Data supplied:
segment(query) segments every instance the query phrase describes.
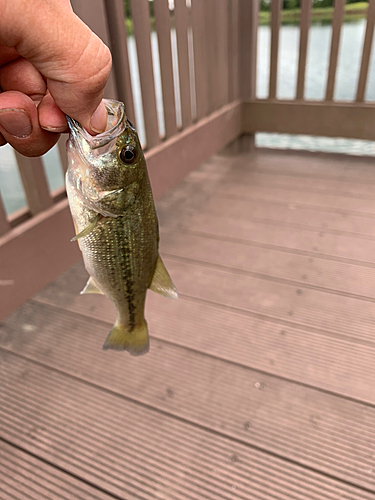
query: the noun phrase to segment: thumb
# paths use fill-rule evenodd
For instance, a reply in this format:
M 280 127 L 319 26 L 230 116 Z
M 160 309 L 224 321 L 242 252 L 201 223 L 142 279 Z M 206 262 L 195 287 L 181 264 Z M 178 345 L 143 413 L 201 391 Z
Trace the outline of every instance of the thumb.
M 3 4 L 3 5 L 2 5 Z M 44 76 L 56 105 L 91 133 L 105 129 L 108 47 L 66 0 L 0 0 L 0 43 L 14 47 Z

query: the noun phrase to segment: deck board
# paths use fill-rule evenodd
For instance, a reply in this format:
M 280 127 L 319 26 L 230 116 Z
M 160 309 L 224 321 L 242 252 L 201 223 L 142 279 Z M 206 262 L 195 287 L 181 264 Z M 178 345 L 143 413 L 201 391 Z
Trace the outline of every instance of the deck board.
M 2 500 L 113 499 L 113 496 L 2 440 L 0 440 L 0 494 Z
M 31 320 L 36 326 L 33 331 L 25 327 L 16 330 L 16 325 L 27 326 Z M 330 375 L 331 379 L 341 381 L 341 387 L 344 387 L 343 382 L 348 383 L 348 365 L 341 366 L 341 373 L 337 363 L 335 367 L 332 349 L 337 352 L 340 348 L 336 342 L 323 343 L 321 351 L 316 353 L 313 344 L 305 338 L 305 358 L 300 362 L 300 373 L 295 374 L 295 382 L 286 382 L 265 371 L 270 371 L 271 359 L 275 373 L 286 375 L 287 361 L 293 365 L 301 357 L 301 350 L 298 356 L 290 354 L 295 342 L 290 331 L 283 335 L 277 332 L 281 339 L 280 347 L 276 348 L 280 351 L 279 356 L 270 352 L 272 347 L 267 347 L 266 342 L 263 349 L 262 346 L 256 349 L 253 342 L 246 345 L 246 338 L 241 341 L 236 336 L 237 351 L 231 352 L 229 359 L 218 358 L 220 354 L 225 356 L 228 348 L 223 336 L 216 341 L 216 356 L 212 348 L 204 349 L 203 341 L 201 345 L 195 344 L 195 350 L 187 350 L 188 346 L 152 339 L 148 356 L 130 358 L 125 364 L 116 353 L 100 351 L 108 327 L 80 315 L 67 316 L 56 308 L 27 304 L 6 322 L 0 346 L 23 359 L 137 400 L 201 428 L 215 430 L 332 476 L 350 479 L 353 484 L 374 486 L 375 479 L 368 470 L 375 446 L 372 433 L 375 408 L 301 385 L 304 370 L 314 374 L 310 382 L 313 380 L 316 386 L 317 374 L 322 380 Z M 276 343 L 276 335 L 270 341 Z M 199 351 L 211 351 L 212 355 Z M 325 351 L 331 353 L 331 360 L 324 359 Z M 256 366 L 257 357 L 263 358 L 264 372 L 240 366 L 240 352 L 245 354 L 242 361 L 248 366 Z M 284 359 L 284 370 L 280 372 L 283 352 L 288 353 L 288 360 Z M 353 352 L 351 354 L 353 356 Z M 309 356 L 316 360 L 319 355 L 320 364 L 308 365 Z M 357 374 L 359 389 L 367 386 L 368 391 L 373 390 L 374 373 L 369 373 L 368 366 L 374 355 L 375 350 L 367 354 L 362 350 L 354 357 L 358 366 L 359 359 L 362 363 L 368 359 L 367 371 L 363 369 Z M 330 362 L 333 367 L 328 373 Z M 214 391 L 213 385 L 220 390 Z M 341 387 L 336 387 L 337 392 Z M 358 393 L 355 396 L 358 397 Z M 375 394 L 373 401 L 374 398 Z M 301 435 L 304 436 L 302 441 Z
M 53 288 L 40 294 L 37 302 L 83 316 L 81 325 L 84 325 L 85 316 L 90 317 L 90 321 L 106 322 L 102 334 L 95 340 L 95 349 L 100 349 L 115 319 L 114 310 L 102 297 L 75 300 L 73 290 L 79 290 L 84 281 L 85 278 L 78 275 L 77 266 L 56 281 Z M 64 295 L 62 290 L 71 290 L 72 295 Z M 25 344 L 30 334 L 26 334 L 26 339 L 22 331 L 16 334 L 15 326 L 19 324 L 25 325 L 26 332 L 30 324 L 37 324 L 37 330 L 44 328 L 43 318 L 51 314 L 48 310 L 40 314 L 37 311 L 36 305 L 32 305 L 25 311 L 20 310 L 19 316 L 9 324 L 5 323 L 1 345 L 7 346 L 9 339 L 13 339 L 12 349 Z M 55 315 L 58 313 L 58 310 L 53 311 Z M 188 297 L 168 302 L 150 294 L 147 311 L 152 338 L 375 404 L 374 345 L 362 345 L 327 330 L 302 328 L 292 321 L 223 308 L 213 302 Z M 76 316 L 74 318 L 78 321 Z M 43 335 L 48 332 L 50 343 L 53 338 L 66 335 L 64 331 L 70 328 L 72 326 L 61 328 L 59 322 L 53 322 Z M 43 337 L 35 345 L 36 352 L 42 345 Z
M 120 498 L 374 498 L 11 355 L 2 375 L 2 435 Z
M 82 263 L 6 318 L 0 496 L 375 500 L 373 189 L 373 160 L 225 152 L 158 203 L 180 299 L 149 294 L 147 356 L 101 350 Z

What the exercise asks:
Pull out each line of the entries that contains "query".

Your solution:
segment(query) segments every instance the query phrase describes.
query: the noun phrase to segment: thumb
query: the noun phrase to segment: deck board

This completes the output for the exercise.